** DIRECTIVE 1 **
Swap "Byzantine" for "Eastern Roman" in the passage on the year 594 that begins at the words "Year 594 (DXCIV)" and stops after "against the Avars.", and give that passage again.

** SELECTION **
------------------------------

Year 594 (DXCIV) was a common year starting on Friday (link will display the full calendar) of the Julian calendar. The denomination 594 for this year has been used since the early medieval period, when the Anno Domini calendar era became the prevalent method in Europe for naming years.

Events 
 By place 
 Byzantine Empire 
 Balkan Campaign: The Slavs invade the Byzantine provinces of Moesia and Macedonia again; during their pillaging the towns of Aquis, Scupi and Zaldapa in Dobruja are destroyed.
 Autumn – Emperor Maurice replaces general Priscus for disobeying orders. He installs his inexperienced brother Peter, as commander-in-chief in charge of the war against the Avars.

 Asia 
 Emperor Wéndi repairs and expands sections of the Great Wall in the north-west, which is undertaken by using forced labour. During the years, thousands of civilians are killed.
 Empress Suiko issues the "Flourishing Three Treasures Edict", officially recognizing the practice of Buddhism in Japan. She begins diplomatic relations with the Sui Dynasty (China).

------------------------------

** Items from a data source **

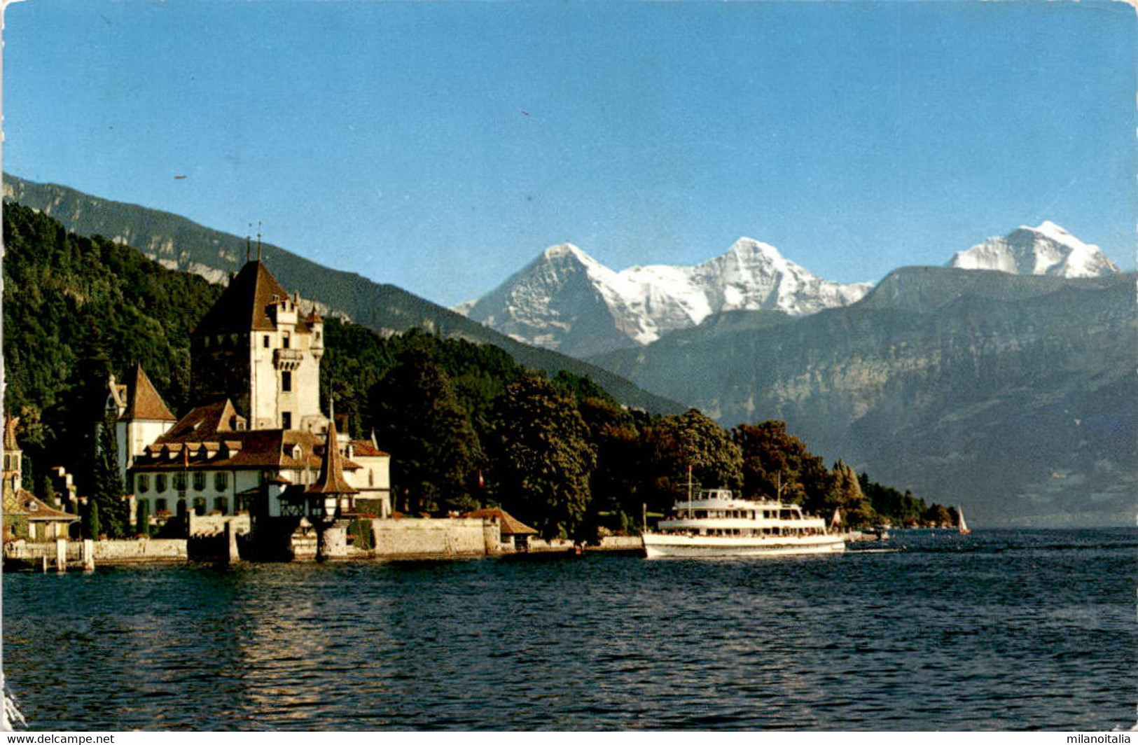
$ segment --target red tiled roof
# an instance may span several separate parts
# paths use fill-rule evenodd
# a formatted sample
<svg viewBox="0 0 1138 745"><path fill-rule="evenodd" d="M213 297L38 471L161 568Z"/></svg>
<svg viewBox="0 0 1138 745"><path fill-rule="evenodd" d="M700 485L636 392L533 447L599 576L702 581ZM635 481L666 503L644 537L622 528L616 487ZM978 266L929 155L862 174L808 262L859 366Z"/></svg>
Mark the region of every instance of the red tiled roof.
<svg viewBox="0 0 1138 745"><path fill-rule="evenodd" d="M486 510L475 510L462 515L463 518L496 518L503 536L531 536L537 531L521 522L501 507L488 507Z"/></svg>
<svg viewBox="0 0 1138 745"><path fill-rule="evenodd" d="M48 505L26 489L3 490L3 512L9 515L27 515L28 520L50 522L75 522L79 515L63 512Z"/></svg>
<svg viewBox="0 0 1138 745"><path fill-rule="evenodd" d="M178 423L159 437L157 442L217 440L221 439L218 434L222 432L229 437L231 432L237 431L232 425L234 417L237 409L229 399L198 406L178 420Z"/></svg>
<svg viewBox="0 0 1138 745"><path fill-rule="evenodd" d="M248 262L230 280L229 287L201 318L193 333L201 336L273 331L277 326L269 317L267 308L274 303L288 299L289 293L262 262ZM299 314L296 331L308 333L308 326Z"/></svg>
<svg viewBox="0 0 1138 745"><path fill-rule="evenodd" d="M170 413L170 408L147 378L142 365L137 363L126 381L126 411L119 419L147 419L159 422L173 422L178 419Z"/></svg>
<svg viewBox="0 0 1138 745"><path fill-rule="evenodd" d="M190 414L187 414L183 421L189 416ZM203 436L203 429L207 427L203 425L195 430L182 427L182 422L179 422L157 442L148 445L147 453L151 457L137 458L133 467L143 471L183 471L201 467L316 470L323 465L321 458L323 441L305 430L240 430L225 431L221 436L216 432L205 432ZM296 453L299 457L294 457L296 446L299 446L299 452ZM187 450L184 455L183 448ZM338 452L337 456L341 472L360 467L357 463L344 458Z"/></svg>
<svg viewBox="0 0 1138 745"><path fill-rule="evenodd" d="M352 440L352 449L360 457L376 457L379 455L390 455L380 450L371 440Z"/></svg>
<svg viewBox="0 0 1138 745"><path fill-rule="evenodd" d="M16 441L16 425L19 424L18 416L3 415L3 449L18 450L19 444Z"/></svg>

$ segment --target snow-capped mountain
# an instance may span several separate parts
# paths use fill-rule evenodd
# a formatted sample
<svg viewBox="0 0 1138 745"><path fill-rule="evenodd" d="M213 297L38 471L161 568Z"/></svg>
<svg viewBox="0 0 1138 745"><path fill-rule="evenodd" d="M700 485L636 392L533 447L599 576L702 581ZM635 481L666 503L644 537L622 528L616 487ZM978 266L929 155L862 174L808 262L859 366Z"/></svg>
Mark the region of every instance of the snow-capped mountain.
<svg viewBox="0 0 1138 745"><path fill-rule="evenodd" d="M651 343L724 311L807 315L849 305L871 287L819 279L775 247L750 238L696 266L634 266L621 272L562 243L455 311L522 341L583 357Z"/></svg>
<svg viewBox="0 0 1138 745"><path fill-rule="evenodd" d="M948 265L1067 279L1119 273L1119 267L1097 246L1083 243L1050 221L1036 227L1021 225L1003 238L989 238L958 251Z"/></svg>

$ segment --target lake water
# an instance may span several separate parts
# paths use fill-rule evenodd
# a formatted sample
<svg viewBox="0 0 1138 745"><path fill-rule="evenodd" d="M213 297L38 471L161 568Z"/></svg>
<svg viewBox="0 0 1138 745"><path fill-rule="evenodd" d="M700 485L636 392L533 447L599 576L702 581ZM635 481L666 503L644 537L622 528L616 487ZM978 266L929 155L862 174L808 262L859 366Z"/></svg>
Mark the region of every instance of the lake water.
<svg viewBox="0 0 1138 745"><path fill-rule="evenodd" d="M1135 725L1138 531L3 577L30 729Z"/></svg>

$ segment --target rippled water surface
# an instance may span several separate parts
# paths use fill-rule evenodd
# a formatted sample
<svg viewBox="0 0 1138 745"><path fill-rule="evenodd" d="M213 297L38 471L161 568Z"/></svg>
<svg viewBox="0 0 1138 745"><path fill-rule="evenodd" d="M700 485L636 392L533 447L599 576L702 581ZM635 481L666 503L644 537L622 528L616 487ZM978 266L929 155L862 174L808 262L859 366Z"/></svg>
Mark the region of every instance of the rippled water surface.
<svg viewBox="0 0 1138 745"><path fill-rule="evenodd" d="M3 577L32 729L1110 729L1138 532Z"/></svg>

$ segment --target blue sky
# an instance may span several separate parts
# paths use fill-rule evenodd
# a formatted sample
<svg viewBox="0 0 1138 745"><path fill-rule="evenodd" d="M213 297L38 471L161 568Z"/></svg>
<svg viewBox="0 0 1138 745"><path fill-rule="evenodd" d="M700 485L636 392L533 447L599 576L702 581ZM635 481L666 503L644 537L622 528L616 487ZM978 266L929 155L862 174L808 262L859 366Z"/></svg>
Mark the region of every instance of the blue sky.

------------------------------

** DIRECTIVE 2 **
Return every line of the rows above that contains the string "segment". Case counts.

** CORRECT OUTPUT 1 **
Year 594 (DXCIV) was a common year starting on Friday (link will display the full calendar) of the Julian calendar. The denomination 594 for this year has been used since the early medieval period, when the Anno Domini calendar era became the prevalent method in Europe for naming years.

Events 
 By place 
 Eastern Roman Empire 
 Balkan Campaign: The Slavs invade the Eastern Roman provinces of Moesia and Macedonia again; during their pillaging the towns of Aquis, Scupi and Zaldapa in Dobruja are destroyed.
 Autumn – Emperor Maurice replaces general Priscus for disobeying orders. He installs his inexperienced brother Peter, as commander-in-chief in charge of the war against the Avars.

** CORRECT OUTPUT 2 **
$ segment --target red tiled roof
$ segment --target snow-capped mountain
$ segment --target lake water
$ segment --target rippled water surface
$ segment --target blue sky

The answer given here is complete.